TEXT PASSAGE |
◇ ◇ ◇ ◇ ◇ ◇ ◇

Monday, May 30, 2011

Auto: 2011 Ford Explorer Limited 4WD

Out of the Woods: Can the Explorer, once the bestselling SUV in the U.S., find its way back to sales success?

VEHICLE TYPE: front-engine, 4-wheel-drive, 6-passenger, 5-door wagon

PRICE AS TESTED: $50,435 (base price: $39,995)

ENGINE TYPE: V-6, aluminum block and heads

Displacement: 213 cu in, 3496 cc
Power (SAE net): 290 bhp @ 6500 rpm
Torque (SAE net): 255 lb-ft @ 4000 rpm

TRANSMISSION: 6-speed automatic with manumatic shifting

DIMENSIONS:
Wheelbase: 112.6 in Length: 197.1 in
Width: 78.9 in Height: 71.0 in
Curb weight: 4900 lb

C/D TEST RESULTS:
Zero to 60 mph: 7.5 sec
Zero to 100 mph: 21.3 sec
Street start, 5–60 mph: 7.9 sec
Standing ¼-mile: 16.0 sec @ 89 mph
Top speed (governor limited): 108 mph
Braking, 70–0 mph: 174 ft
Roadholding, 300-ft-dia skidpad*: 0.77 g
*Stability-control-inhibited.
FUEL ECONOMY:
EPA city/highway driving: 17/25 mpg
C/D observed: 18 mpg



BY MARK GILLIES, PHOTOGRAPHY BY MARC URBANO
December 2010




At the end of the 1990s and into this millennium, the Ford Explorer was a giant profit center for the Ford Motor Company. The Explorer was the bestselling non-pickup truck in North America, finding 445,157 buyers in calendar  year 2000. By comparison, the Camry, Toyota’s star, posted  422,961 sales.

That was before the Explorer went from hero to zero, courtesy of the Ford/Firestone tire debacle. For those with short memories, the National Highway Traffic Safety Administration (NHTSA) went on a blue-oval witch hunt in 2000 after Explorers started rolling over with monotonous regularity. Firestone Wilderness AT 15-inch tires would suffer tread separation if they were overloaded and inadequately inflated, especially in hot climates, and unskilled drivers would end up on their roofs. A Car and Driver experiment showed that even if the rubber went pop!, a competent driver could bring an Explorer to a halt without crashing, but by then the Explorer’s reputation was already blown like so many Firestone tires. Predictably, sales deflated, too. By 2005, Ford sold about half as many of the SUVs as it did in 2000. And in 2010, that number was down to about 55,000, 12 percent of what the company did a decade ago.

◇ ◇ ◇ ◇ ◇ ◇ ◇

DATASET CONTENT |
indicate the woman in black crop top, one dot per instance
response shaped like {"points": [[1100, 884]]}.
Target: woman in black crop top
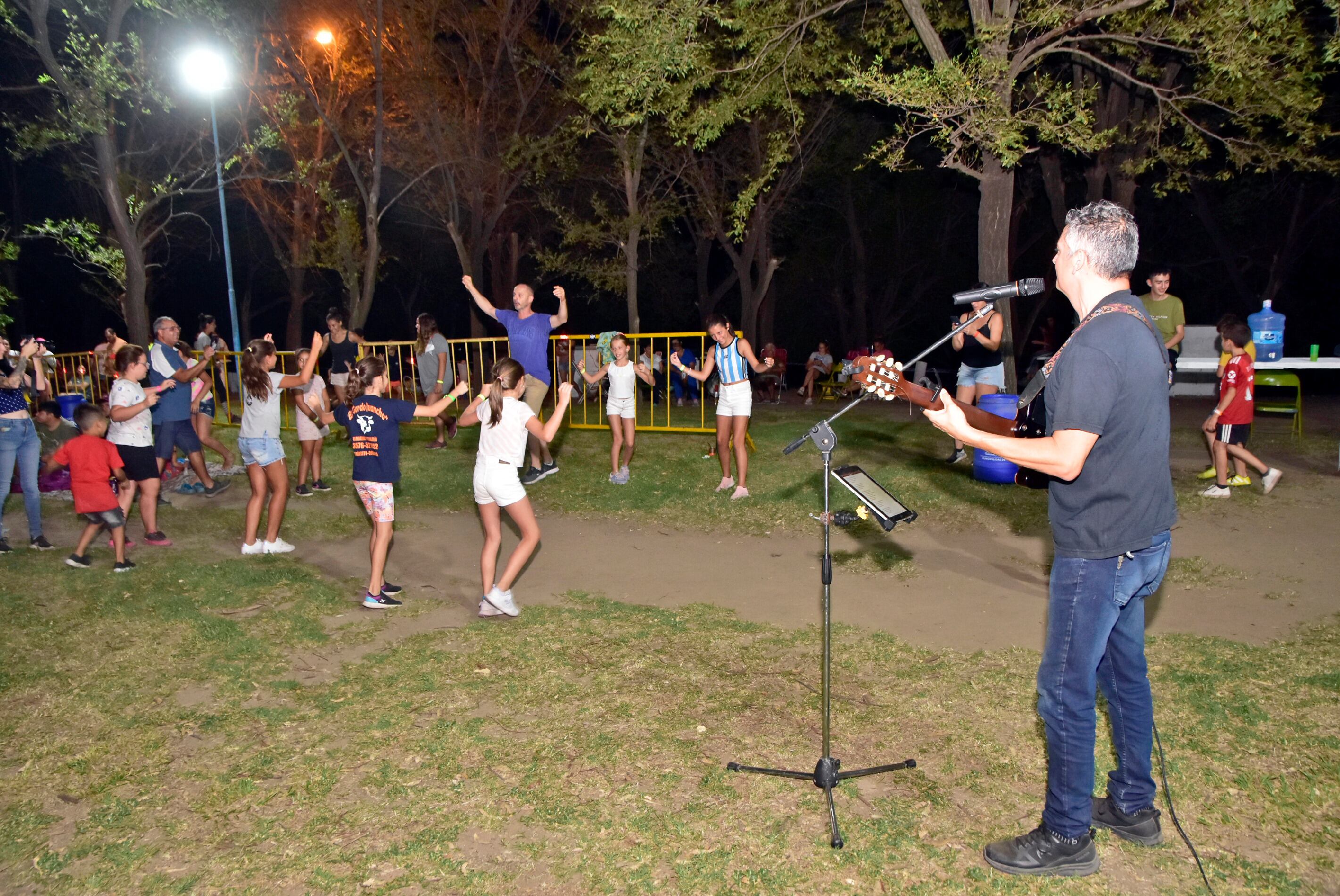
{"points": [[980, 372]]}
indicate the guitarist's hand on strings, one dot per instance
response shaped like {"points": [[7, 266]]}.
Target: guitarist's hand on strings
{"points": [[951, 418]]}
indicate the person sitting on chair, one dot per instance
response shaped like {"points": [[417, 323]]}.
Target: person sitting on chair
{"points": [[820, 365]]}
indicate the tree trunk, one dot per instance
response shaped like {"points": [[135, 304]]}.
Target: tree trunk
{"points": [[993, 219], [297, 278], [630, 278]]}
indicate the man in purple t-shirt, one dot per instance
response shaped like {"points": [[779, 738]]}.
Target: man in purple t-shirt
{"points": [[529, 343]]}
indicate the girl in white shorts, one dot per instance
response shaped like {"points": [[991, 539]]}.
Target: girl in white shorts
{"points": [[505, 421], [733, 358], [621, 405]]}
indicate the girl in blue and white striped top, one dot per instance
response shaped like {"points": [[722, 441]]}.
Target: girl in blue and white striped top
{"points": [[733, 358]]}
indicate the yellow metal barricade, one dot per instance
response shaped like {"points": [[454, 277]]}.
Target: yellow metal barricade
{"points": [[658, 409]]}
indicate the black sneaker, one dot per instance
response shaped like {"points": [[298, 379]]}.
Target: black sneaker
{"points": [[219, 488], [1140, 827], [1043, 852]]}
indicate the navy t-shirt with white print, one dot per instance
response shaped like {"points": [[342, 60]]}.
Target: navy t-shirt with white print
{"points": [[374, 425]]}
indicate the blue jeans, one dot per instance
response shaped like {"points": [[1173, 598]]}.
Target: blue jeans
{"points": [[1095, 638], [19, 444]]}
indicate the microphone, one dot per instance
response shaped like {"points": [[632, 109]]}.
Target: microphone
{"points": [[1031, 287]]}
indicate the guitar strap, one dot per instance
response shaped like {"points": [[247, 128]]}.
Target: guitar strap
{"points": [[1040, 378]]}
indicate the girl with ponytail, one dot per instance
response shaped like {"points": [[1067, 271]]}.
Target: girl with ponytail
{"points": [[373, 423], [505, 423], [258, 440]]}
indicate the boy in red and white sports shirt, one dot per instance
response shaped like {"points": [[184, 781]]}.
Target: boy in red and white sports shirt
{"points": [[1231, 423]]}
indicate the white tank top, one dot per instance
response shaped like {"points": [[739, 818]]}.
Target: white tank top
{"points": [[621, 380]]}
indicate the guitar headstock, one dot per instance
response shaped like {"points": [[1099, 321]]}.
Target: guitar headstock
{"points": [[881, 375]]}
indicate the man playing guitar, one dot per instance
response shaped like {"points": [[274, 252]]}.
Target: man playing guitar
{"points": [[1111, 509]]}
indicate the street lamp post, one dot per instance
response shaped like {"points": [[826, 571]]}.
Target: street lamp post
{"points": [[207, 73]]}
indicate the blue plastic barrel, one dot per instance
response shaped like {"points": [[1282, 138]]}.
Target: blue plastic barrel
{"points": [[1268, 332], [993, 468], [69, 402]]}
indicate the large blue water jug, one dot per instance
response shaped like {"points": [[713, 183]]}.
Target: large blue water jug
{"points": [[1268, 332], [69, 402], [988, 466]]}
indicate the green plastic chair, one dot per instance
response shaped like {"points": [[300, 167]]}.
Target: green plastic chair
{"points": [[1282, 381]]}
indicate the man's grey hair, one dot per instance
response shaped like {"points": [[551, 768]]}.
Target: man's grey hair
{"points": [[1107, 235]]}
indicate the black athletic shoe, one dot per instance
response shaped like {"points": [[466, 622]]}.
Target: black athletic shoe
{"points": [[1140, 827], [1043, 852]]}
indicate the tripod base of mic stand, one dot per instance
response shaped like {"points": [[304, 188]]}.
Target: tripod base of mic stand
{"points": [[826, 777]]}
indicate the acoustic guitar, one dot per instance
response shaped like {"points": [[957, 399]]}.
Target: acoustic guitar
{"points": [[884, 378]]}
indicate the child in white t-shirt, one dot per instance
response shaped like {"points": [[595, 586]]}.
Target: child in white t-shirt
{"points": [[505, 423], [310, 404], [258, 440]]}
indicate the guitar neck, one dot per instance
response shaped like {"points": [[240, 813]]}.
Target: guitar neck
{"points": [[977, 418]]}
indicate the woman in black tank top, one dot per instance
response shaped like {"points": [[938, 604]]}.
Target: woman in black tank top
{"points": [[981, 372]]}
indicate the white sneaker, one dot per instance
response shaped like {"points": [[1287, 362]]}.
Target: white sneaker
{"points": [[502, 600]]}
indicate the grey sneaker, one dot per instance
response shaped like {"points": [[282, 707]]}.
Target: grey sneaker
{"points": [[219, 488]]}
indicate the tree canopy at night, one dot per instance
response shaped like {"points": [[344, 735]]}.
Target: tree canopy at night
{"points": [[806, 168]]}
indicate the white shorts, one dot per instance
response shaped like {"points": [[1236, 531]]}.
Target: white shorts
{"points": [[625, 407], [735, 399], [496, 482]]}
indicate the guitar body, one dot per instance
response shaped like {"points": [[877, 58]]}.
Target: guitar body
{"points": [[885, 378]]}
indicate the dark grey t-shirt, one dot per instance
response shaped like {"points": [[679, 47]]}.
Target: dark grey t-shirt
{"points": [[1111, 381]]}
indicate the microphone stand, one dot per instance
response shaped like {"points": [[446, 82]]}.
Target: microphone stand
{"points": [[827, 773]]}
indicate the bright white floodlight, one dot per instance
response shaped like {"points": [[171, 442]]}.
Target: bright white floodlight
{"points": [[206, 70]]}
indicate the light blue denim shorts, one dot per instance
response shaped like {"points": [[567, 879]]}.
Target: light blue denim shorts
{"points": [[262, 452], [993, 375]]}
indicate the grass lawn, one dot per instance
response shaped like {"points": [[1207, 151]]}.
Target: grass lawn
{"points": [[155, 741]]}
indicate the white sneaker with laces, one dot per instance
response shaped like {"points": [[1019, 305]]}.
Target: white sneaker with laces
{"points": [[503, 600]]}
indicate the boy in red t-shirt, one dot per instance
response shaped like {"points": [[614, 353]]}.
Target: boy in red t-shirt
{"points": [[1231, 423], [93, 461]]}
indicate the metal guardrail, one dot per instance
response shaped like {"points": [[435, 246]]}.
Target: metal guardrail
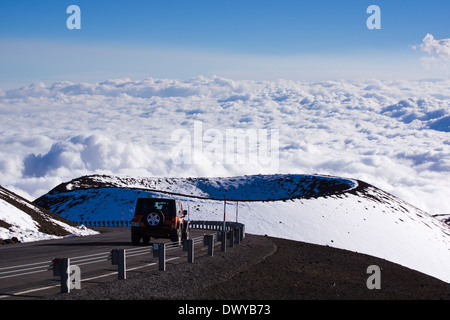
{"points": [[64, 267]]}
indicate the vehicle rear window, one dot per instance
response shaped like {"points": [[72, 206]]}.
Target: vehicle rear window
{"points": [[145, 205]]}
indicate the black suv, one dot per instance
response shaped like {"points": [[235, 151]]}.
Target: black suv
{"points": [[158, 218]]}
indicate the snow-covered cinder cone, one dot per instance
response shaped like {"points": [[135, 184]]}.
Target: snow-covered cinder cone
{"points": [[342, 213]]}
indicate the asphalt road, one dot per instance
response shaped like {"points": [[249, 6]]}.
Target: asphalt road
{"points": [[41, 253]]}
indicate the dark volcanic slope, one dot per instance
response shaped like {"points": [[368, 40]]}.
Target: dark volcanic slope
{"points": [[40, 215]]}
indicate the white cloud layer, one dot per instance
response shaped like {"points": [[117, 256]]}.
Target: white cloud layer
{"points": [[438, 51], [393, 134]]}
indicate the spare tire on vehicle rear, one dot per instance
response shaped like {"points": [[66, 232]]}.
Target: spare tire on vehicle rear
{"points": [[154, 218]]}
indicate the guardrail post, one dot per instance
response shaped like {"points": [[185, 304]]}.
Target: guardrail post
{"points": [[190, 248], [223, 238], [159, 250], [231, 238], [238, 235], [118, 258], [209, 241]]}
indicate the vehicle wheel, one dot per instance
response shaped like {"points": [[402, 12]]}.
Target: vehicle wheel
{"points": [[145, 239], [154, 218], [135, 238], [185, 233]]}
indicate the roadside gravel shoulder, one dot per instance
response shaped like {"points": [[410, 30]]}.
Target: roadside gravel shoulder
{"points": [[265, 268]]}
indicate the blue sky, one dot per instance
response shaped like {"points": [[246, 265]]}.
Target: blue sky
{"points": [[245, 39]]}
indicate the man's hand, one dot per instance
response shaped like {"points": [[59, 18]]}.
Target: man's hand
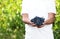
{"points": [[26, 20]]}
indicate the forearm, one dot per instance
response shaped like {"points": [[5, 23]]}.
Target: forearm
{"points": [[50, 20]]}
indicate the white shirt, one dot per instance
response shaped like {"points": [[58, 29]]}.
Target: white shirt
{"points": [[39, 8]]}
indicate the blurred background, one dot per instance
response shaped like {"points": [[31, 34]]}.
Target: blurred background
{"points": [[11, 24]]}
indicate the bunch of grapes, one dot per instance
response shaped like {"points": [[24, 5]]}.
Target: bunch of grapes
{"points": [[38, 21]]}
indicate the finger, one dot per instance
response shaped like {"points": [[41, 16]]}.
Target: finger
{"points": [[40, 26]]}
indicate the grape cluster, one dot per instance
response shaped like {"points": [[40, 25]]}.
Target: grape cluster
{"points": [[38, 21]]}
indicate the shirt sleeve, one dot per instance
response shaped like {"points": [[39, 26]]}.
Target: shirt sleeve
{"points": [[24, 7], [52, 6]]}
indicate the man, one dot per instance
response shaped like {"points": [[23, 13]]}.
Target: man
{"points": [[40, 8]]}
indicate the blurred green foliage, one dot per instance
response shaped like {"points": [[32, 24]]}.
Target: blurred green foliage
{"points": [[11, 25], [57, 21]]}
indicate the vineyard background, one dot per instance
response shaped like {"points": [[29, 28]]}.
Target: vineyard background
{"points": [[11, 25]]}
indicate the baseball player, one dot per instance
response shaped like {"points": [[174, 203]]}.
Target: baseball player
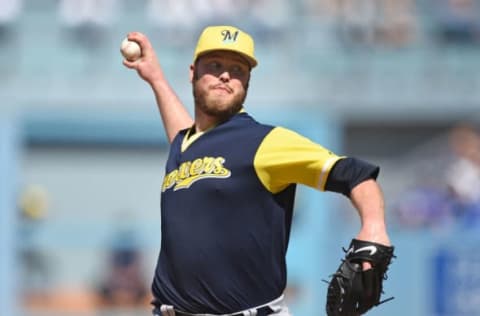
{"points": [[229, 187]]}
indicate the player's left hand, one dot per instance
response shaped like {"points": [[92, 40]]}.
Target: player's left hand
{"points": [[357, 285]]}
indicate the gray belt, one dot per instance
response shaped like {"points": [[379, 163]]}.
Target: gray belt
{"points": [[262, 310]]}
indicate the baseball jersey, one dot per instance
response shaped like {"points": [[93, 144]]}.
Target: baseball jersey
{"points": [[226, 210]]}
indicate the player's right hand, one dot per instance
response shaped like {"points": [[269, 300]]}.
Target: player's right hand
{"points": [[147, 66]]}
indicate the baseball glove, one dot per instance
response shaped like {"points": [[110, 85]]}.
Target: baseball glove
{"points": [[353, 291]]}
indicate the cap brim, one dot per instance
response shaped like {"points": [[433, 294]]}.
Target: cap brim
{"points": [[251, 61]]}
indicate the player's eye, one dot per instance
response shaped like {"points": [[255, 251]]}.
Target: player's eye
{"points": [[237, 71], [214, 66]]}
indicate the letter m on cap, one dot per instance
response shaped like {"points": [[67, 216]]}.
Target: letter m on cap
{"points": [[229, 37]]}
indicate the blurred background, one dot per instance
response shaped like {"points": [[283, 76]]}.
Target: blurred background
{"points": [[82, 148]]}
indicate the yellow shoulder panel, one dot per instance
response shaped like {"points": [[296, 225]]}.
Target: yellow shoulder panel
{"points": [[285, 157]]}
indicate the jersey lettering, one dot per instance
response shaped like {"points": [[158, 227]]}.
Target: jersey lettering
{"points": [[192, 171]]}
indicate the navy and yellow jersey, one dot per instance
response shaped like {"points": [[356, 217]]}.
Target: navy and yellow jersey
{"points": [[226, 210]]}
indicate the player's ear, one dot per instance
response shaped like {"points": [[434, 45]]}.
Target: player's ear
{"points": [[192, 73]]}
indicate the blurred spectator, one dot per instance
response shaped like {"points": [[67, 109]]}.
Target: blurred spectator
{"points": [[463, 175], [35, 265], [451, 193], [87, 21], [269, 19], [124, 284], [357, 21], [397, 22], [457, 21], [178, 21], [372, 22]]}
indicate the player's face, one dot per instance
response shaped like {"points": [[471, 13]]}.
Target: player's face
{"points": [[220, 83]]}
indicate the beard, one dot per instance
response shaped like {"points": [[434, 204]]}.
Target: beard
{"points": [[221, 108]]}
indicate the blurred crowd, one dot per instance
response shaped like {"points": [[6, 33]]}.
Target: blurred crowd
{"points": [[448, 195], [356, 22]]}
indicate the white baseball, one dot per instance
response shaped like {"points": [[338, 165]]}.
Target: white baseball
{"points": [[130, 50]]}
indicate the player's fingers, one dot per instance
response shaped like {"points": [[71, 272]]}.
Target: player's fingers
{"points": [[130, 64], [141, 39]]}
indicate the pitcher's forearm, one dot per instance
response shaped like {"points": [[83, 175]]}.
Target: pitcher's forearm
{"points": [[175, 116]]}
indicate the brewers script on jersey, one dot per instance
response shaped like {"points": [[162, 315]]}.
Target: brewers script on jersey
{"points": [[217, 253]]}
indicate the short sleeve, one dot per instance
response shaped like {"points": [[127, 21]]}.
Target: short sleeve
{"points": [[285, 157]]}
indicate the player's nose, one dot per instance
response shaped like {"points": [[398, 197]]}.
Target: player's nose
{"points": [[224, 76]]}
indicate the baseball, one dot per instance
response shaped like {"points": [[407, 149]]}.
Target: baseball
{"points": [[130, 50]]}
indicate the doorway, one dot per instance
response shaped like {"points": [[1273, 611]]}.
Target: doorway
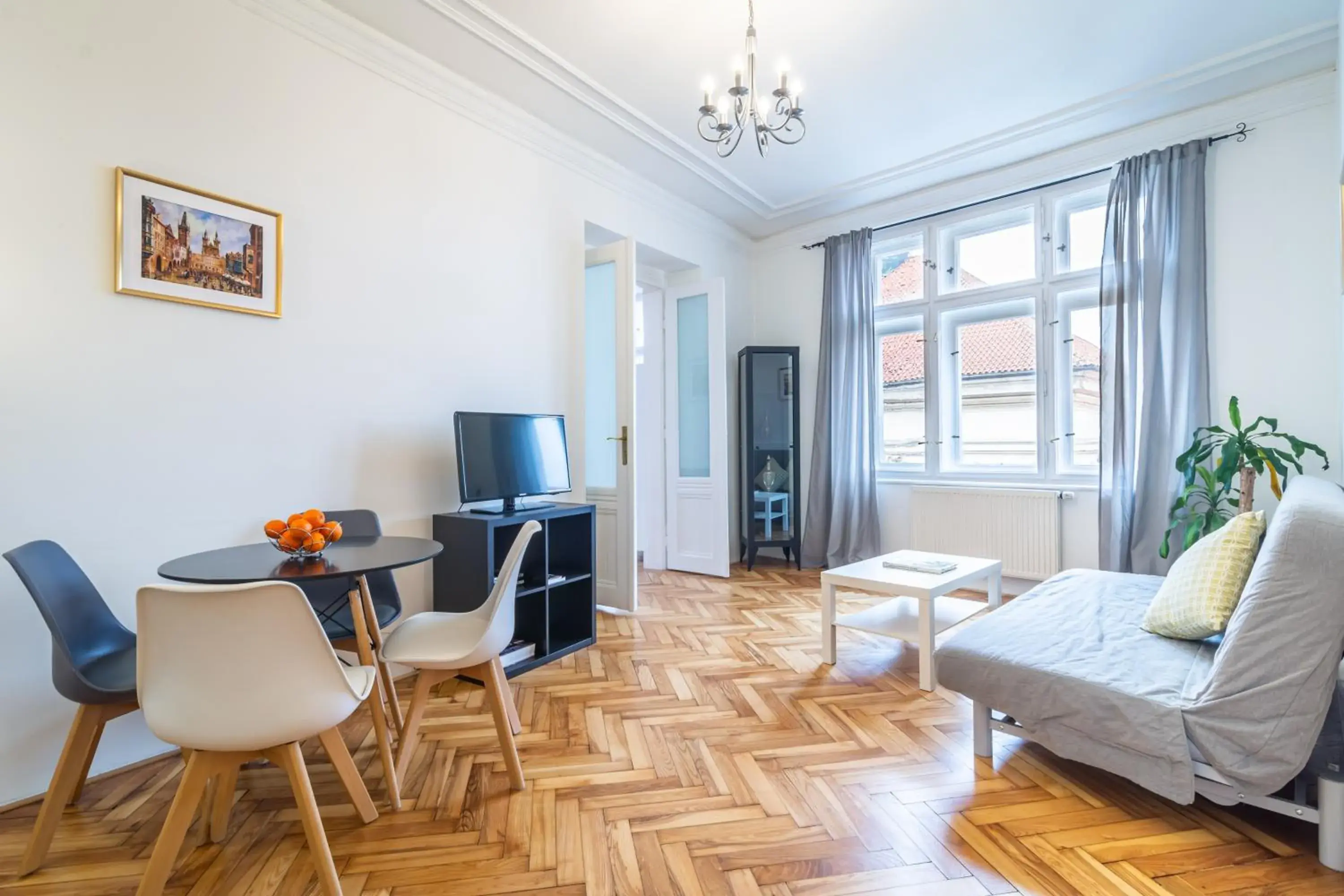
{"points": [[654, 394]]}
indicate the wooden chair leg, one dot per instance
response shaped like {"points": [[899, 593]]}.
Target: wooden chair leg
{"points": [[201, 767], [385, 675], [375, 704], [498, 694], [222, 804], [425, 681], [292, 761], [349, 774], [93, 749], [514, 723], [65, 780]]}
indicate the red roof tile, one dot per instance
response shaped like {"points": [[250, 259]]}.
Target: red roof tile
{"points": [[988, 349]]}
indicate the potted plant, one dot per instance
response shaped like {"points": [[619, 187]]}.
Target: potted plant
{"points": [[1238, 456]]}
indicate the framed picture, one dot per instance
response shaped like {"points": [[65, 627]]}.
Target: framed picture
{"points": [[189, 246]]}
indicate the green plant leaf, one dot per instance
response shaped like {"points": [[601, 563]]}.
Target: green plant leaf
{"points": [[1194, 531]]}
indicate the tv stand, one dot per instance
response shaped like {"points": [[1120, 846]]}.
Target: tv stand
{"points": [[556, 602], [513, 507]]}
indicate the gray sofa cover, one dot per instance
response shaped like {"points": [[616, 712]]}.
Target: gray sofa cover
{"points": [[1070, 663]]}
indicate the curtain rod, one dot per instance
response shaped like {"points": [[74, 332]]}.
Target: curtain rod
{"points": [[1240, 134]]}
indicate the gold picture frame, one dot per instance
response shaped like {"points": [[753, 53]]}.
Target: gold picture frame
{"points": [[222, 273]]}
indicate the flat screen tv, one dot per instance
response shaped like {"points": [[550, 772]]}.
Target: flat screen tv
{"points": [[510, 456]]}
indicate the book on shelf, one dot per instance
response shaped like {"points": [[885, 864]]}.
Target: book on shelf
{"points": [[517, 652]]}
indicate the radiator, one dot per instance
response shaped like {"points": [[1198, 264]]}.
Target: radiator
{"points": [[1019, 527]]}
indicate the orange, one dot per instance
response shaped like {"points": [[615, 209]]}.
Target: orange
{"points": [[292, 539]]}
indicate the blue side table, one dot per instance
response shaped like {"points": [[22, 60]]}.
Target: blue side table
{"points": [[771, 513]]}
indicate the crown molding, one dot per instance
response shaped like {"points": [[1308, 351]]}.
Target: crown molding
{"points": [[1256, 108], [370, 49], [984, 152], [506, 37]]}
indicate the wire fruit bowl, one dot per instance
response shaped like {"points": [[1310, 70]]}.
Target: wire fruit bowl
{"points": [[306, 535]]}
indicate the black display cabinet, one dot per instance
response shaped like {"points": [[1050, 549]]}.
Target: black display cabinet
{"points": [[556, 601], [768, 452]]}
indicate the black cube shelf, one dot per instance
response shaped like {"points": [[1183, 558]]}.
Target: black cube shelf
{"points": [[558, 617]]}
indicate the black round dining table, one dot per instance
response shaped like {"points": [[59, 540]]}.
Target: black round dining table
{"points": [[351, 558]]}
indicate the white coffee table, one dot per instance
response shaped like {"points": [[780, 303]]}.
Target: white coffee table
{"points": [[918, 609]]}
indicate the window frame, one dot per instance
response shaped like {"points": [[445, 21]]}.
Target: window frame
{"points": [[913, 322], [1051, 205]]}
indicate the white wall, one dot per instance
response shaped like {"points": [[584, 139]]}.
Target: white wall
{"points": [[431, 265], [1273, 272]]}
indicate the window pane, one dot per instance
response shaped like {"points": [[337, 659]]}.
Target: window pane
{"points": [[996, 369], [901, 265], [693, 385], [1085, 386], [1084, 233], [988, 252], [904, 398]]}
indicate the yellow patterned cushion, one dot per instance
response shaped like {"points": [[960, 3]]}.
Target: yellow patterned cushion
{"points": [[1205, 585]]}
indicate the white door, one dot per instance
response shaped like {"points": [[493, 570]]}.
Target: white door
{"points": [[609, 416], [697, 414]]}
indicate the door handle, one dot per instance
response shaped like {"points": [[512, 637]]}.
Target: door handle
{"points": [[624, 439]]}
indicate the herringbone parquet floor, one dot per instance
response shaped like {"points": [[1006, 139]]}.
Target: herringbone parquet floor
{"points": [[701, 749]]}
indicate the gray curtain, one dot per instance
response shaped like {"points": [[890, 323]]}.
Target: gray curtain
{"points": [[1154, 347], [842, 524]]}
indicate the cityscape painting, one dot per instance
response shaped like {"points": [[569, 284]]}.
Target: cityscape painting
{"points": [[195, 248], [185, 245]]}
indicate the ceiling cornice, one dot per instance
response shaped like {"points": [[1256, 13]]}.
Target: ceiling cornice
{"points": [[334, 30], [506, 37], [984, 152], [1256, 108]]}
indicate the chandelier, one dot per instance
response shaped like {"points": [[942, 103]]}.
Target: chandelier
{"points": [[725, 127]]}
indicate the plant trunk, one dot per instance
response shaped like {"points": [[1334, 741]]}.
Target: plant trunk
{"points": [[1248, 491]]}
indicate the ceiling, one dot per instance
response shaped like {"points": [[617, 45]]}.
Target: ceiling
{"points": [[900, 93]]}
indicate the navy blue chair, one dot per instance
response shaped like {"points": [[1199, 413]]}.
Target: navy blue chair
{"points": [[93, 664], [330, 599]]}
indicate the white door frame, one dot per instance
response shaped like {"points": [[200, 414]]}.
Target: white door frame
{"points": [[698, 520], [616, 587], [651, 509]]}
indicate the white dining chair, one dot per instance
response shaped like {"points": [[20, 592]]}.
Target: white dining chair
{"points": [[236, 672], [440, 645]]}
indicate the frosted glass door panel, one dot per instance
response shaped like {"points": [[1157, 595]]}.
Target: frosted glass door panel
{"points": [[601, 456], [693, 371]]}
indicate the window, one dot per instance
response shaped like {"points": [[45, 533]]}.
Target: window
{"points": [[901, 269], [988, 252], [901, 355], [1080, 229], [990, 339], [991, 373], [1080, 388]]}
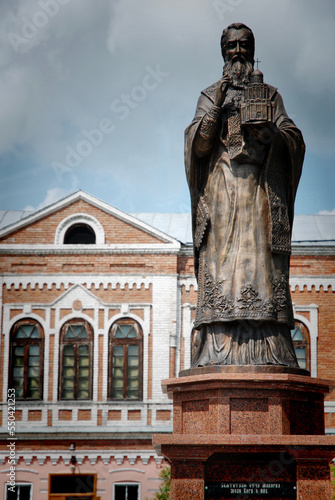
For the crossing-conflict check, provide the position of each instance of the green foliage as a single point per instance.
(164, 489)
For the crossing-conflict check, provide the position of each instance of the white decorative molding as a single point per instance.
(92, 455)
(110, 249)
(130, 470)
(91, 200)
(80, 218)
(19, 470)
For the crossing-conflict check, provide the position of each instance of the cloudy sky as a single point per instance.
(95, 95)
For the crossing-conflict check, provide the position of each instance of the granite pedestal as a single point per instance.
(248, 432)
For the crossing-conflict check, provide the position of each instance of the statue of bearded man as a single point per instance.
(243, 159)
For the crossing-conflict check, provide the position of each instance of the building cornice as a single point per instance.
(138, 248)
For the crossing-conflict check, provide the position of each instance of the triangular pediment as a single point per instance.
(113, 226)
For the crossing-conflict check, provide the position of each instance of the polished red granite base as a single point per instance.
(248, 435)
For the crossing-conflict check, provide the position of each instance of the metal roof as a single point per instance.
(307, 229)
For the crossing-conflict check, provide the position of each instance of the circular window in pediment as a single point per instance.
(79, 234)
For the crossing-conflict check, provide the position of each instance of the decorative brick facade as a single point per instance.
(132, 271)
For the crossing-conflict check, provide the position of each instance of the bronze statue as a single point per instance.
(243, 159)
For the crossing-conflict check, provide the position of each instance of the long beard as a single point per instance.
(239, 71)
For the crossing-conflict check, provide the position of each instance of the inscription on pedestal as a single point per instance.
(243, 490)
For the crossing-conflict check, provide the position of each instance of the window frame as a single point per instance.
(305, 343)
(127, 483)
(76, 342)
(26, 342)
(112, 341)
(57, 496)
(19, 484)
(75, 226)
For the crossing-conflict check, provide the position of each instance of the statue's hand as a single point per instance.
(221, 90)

◇ ◇ ◇ ◇ ◇ ◇ ◇

GIVEN INSTRUCTION 1 | According to the Ford Explorer article, how many buyers did the Explorer find in calendar year 2000?
GIVEN INSTRUCTION 2 | Carry the Ford Explorer article forward from its last sentence.
The entries play no part in this work.

FINAL ANSWER 1 | 445,157

FINAL ANSWER 2 |
While Ford was busy watching Explorer sales slide during the Aughts, the segment’s center of gravity began to shift. It moved away from body-on-frame, pickup-based SUVs like the Explorer to car-based crossovers that offer less towing and off-road capability but better road manners, gas mileage, and comfort.

Finally recognizing this trend, the all-new 2011 Explorer shares it underpinnings with the Ford Flex and Taurus and the Lincoln MKS and MKT. (This platform has its roots in the first-gen Volvo S80, so it’s not exactly a spring chicken.) At 197.1 inches, the Explorer is 3.7 inches longer than the old vehicle and is 5.2 inches wider, at 78.9 inches. It’s also 159 pounds lighter than the V-8 Eddie Bauer Explorer we tested in 2006. Mind you, it’s still a porker, at 4900 pounds, or 212 pounds more than a Honda Pilot Touring 4WD. The bigger exterior translates to more head and shoulder room in the front two rows, as well as 21 cubic feet of luggage space behind the third row, up from 14. But the old vehicle had 84 cubic feet of cargo capacity behind the front seats compared with the new one’s 81.


Unlike previous Explorers, which could be optioned with a V-8 in place of a base V-6—an engine nearly as old as the city of Cologne, Germany, where it was built—the new Explorer will offer V-6 and four-cylinder engines. The new 3.5-liter V-6 makes 290 horsepower and 255 pound-feet of torque, down from the 4.6-liter V-8’s 292 ponies and 315 pound-feet. Ford will introduce an optional 2.0-liter, turbocharged four-cylinder in 2011, producing an estimated 237 horsepower and 250 pound-feet, up from the old V-6’s ratings of 210 and 254, respectively. All models get a standard six-speed automatic transmission, whereas the previous V-6 had a five-speed. Fully equipped, the new Explorer can tow 5000 pounds, down from the 7115-pound rating of the 2010 V-8 model. Towing capacity for the four-cylinder is 2000 pounds, enough to haul a Jet Ski or a snowmobile but not much more.

Base Explorers are now front-wheel drive, a dramatic shift away from the old rear-drive layout. The optional $2000 all-wheel-drive system is biased toward the front wheels in steady-state driving, but Ford says that the system can transfer up to 90 percent of available torque to the rear wheels when needed. With hill-descent control and “terrain management,” the AWD setup is similar to the system in Land Rovers, offering four driver-selectable modes: normal, mud/ruts, sand, and snow.


The Explorer has a control-arm suspension at the front and a multilink layout at the rear. Compared with its platform-mate the Flex, however, the Explorer gets a number of changes for increased durability. Up front, there’s a new cradle for the suspension and engine, along with new control arms, knuckles, struts, and wheel bearings. At the back, there’s a new upright and the driveshafts are beefier. Electric power steering replaces a hydraulic rack.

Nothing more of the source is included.